====== Document ======

The Company has experienced a significant and planned shift in product
mix from almost 100% of software license revenue coming from UNIX-based
NetJunction products in 1996 to over 90% of software license revenue coming from
Windows NT-based Internet content security, policy management and e-mail
directory products in the first quarter of 1999. A significant portion of the
revenue reported from these products during the first three months of 1999 came
from shipments of products pursuant to minimum non-refundable commitment terms
with two large resellers, which do not directly reflect sales to end-users. The
realization of revenue in excess of the non-refundable prepaid amount noted
above has depended on the success of these resellers in the marketplace The
Company believes that reaching and maintaining profitability will depend on
increased market acceptance of its WorldSecure product line. A key element of
the Company's future revenue growth will be the ability of the Company's
resellers and international distributors to sell the Company's products in
volume. In 1998, the Company terminated its relationship with its Japanese
distributor and has not yet entered into an agreement with a replacement
distribution partner in Japan. There can be no assurance that the Company will
successfully replace its Japanese distributor, that the Company's resellers will
be successful in marketing these products or that the Company's products will
achieve broad market acceptance.

====== Given information ======

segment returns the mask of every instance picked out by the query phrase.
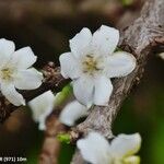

======

### Exercise brief
Answer these about the excerpt on the Company's shift in product mix:
1. Which products produced almost all software license revenue in 1996?
2. How many large resellers had minimum non-refundable commitment terms?
3. In what year did the Company end its relationship with its Japanese distributor?
The data has no connection to the text.

### Answer to this exercise
1. UNIX-based NetJunction products
2. Two
3. 1998